A simple, but perverse, way to do this would be to create a virtual machine, for example an x86 CPU emulator. The emulator would have to be written (once) to comply with MISRA rules. You can then take a random C program, compile it to x86 instructions, and add it as a static array to the emulator code.

This could be done within any set of rules that still leave enough power to construct a virtual machine, which is pretty much anything that still classifies as a programming language.

Reply to
Arlet

The answer, of course, was in the paragraph above, which you deleted: "MISRA and such are not intended to be proof against the bad guys..."

John Perry

Reply to
John Perry

Hmm. &x[i] does not require that x has i+1 elements. In fact it is explicitly mentioned in the standard when x has exactly i elements.

I don't think the standard has changed the fact that for a pointer (or array name) x and an integer i that

x + i == i + x == &x[i] == &i[x]

Has it?

-Rich

Reply to
Richard Pennington

You're quite completely wrong there. &x[i] is required by the standard to be exactly the same as x+i, because:

1) x[i] is required to be completely equivalent to *(x+i). The [] operator is actually defined by this very property. 2) &*(pointer) is required to be equivalent to (pointer), expressly including that such an expression does not comprise a dereference of the pointer, i.e. it doesn't trigger any additonal requirements on the value of (pointer).

DIRECTIVE A => From the thread on C pointers, repeat word for word the passage that begins at the words "This could be" and stops after the words "exactly i elements.".
DIRECTIVE B => List every expression that the thread on C pointers links together with the == operator.
DIRECTIVE C => Take the thread on C pointers further, picking up after its final sentence.

DATA =>
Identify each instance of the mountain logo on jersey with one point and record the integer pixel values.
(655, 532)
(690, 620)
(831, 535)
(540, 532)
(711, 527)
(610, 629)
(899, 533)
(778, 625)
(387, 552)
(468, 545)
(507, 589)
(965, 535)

WRITTEN REPLY A =>
This could be done within any set of rules that still leave enough power to construct a virtual machine, which is pretty much anything that still classifies as a programming language.

Reply to
Arlet

The answer, of course, was in the paragraph above, which you deleted: "MISRA and such are not intended to be proof against the bad guys..."

John Perry

Reply to
John Perry

Hmm. &x[i] does not require that x has i+1 elements. In fact it is explicitly mentioned in the standard when x has exactly i elements.

WRITTEN REPLY B =>
x + i
i + x
&x[i]
&i[x]

WRITTEN REPLY C =>
Reply to
Hans-Bernhard Bröker

The C standard says that "x + i" and "&x[i]" have the same value. However, &x[i] is only valid if x has at least i elements (not necessarily (i + 1) - the address beyond the top of the array is also valid). The compiler should generate the expected code for &x[i] with out of range i, but it is not guaranteed.

However, any good C compiler, or other C analyser like lint, will interpret "&x[i]" and "x + i" differently, as they operate on a higher level than blind code generation. On an array access, they can do a certain amount of static range checking - some C compilers may even have the option for run-time range checking. The compiler may also be able to do better alias analysis and therefore generate better code with the array access (since it knows the range the resultant pointer could take).

All this is, of course, subservient to the golden rule of writing understandable code. If "i" is an index into the array "x", then the correct form is "&x[i]" - "x + i" does not say what you mean, and is therefore bad code.

Reply to
David Brown

David Brown wrote: [snip]

Correct.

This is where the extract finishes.